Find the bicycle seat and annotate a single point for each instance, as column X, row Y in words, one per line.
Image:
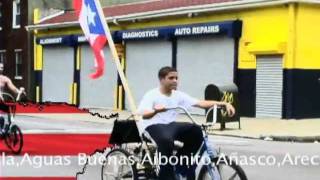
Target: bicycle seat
column 147, row 138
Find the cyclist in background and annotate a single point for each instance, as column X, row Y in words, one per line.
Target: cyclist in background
column 6, row 82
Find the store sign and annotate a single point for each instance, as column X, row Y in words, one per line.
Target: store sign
column 230, row 28
column 140, row 34
column 51, row 41
column 197, row 30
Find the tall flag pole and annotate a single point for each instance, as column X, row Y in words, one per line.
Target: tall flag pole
column 94, row 11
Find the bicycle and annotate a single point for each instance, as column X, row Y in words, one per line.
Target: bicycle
column 9, row 131
column 125, row 161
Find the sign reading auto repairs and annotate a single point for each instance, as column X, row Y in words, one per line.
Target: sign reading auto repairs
column 197, row 30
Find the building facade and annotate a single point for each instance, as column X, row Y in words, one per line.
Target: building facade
column 267, row 49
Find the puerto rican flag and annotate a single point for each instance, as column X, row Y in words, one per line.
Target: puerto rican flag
column 91, row 24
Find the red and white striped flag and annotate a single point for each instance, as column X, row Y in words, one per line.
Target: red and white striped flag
column 91, row 24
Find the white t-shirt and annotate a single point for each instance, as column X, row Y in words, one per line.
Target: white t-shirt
column 155, row 97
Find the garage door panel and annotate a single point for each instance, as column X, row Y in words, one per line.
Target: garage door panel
column 203, row 61
column 58, row 70
column 97, row 93
column 143, row 61
column 269, row 88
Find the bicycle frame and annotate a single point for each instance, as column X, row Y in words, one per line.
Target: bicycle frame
column 205, row 151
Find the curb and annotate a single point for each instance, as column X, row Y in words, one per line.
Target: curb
column 299, row 139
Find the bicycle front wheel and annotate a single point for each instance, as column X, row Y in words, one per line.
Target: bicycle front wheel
column 14, row 139
column 227, row 170
column 119, row 166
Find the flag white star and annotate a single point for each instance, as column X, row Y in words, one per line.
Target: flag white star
column 91, row 15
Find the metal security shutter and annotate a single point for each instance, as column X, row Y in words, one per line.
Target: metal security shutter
column 202, row 61
column 58, row 70
column 143, row 60
column 269, row 84
column 98, row 93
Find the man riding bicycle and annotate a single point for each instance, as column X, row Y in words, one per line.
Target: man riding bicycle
column 5, row 82
column 160, row 122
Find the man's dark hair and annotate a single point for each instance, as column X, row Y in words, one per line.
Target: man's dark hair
column 164, row 71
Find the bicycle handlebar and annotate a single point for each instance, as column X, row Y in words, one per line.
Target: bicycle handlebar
column 213, row 108
column 20, row 92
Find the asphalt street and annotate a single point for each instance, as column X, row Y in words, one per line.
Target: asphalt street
column 261, row 160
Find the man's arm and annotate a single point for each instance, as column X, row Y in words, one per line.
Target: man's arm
column 147, row 114
column 209, row 103
column 11, row 86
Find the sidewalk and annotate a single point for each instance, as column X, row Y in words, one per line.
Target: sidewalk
column 304, row 130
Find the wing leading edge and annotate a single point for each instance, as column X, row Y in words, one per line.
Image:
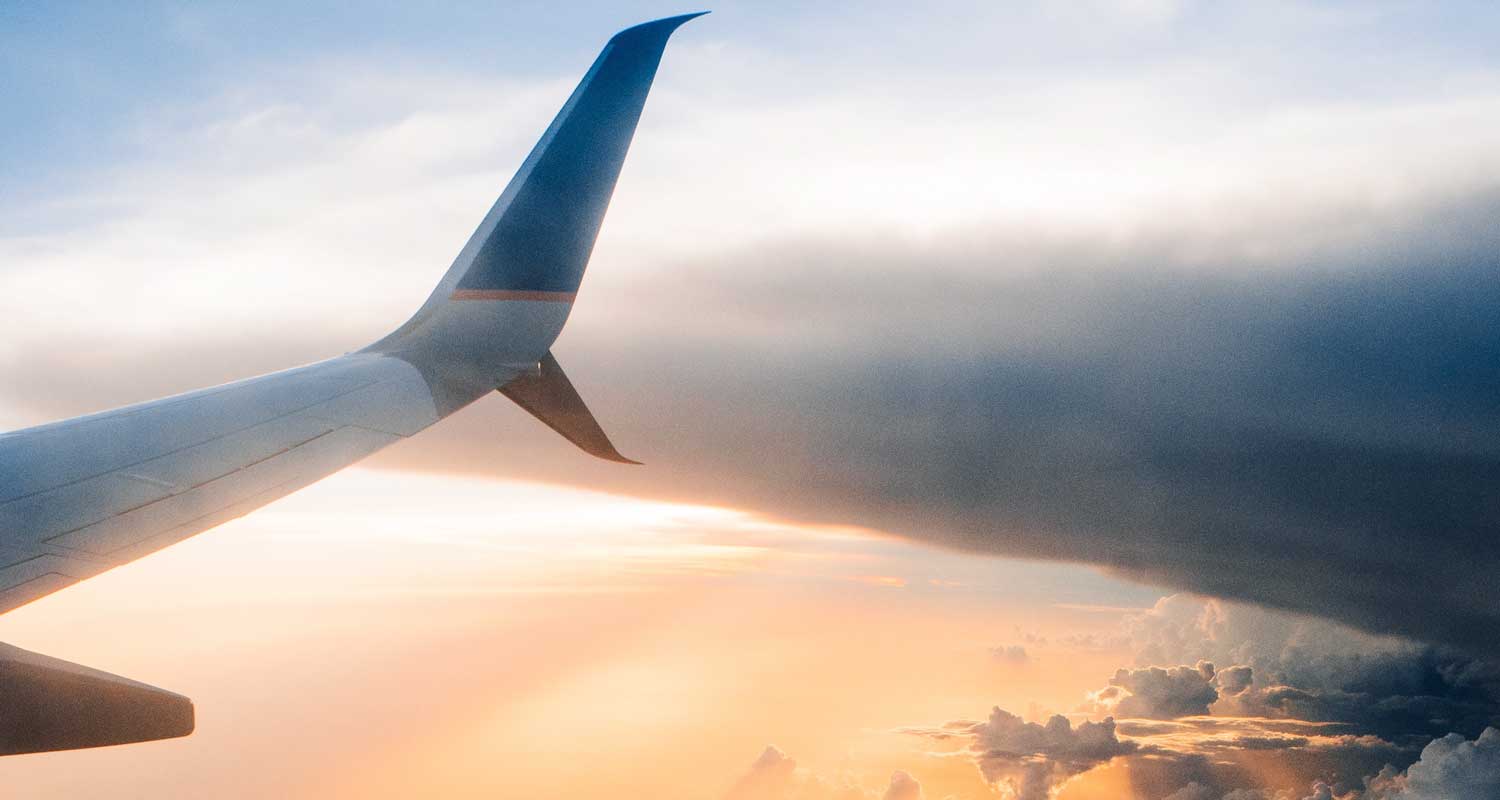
____________
■ **Aim of the exercise**: Please copy the lines above exactly, starting with the very first line and going on through the line with "column 6, row 82", both included, and leave the pictures out.

■ **Complete response**:
Find the bicycle seat and annotate a single point for each instance, as column X, row Y in words, one per line.
Image:
Target: bicycle seat
column 147, row 138
Find the cyclist in background and annotate a single point for each instance, as column X, row Y in words, one per line.
Target: cyclist in background
column 6, row 82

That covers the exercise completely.